-- BEGIN Extract to read --
Webcast: Understanding The Virtual Machine Servicing Tool

This is a webcast for the System Center Influencers.  I’ll do my best to blog as it goes along.  It follows the recent beta release of VMST 3.0.  This is the release I’ve been waiting for.  Prior to this, it really only handled VM’s stored in an offline state in the library.  But now there is patching for:

  • Offline virtual machines in a SCVMM library
  • Stopped and saved state virtual machines on a host
  • Virtual machine templates
  • Offline virtual hard disks in a SCVMM library by injecting update packages (DISM)
  • Automated patching of Windows Server 2008 R2 failover cluster hosts running Hyper-V (using Live Migration for zero VM downtime)

Now that’s what I’m talking about!!! We’re very slowly moving towards some of the cool patching functionality for templates that is in VMM v.Next.  That last one is a biggie!

The Challenges:

  • Dormant VM’s miss patch Tuesday.
  • When they wake up they are non-compliant and vulnerable to network threats.
  • Patching without VMST is a manual process which is a waste of effort.

OVMST 2.1

  • Works with stored VM’s in the VMM library
  • Patches via WSUS & ConfigMgr with VMM
  • Move VM to maintenance host, start VM, patch it, shutdown, move to library.
  • Uses VMM PowerShell cmdlets.
  • Supports Hyper-V and Virtual Server 2005 R2 SP1

VSMT 3.0 Beta

Note that it is no longer called the “Offline …” tool.  See the previous features for the reason why.

The offline VM process works as usual, by moving it onto a maintenance host, starting, patching, shutting down and restoring it to the library.
-- END Extract to read --
Exercise brief ▸ Carry on the blog post about the Virtual Machine Servicing Tool webcast from where it stops.
-- BEGIN Data shown --
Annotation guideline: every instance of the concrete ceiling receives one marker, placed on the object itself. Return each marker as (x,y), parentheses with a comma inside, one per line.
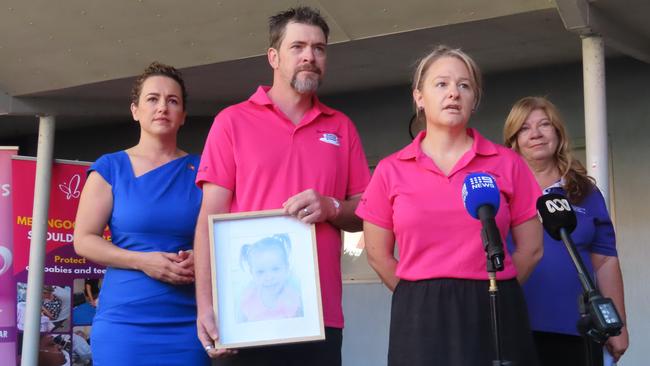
-- END Data shown --
Written answer ▸
Demo of Configuration and Offline Servicing

We see a VMM library with offline VM’s and template VHD’s.  There are 2 hosts.  Some VM’s are stopped, some are in saved state.  One host is labelled as being a maintenance host.  The VMST GUI is the usual System Center MMC “wunderbar” GUI.  The VMM server is selected, along with ConfigMgr and/or WSUS.  The maintenance host is selected in the wizard.  Credentials for servicing offline VHD’s is entered.  Timeouts for copies and updates are also entered (be careful with service pack updates which can be VERY time consuming – lesson learned from SMS updating process back in 2005). 

You can create groups for VHD’s, from VM’s in the library, from VM’s in template groups, and from VM’s in host groups.  You now create a servicing job for selected VM’s from the group(s).  You can also specify if the VM should use its own configured virtual network or from a selected VLAN (maintenance network).  A schedule is entered for the job, e.g. now, later or on a recurring basis.  You can track the job process in VMST or in VMM.

Servicing Shutdown VM’s on a Host

The VM is moved from the production host to a maintenance host.  Here it is started and patched.  The VM is shutdown and returned to the original host.  The configuration is pretty similar, just using a “stopped VM group” instead.  You can include VM’s with a saved state – these VM’s will lose their saved state.  This is because the VM is powered (woken) up and powered down.

Patching Virtual Machine Templates

These are files stored in the VMM library along with metadata in the VMM SQL database.  Patching these requires using a different method.  VMST creates a “gold VM” from the template and maintains a mapping to it.  The gold VM is started on the maintenance host.  The gold VM is updated.  The gold VM is cloned (not moved or new template).  The cloned VM is sysprepped and replaced the template VHD.  The gold VM is left in place for the next patching.

In the demo, you can select a pre-existing VM from the template that you are going to maintain.  This means you need to deploy 1 VM from each 1 template you keep in the library.  You can choose to backup the template in the library (1 version only per template), just in case the patching breaks the template.

Patching Offline (not template) VHD’s

The VHD can be mounted using Diskpart on a maintenance host (not necc. Hyper-V: W7 or W2008 R2) and DISM is used to inject the update packages into the VHD.

Patching W2008 R2 Clustered Hyper-V Hosts

Must be W2008 R2 hosts and must be clustered.  It puts a host into VMM maintenance mode –> Live Migrates the VM’s to another host.  It patches the host and removes VMM maintenance mode.  The process repeats through the cluster nodes.

There is no integration with OpsMgr so you’ll need to configure a scheduled maintenance mode (by yourself) there for all of your hosts in the cluster to prevent all sorts of nasty alerts.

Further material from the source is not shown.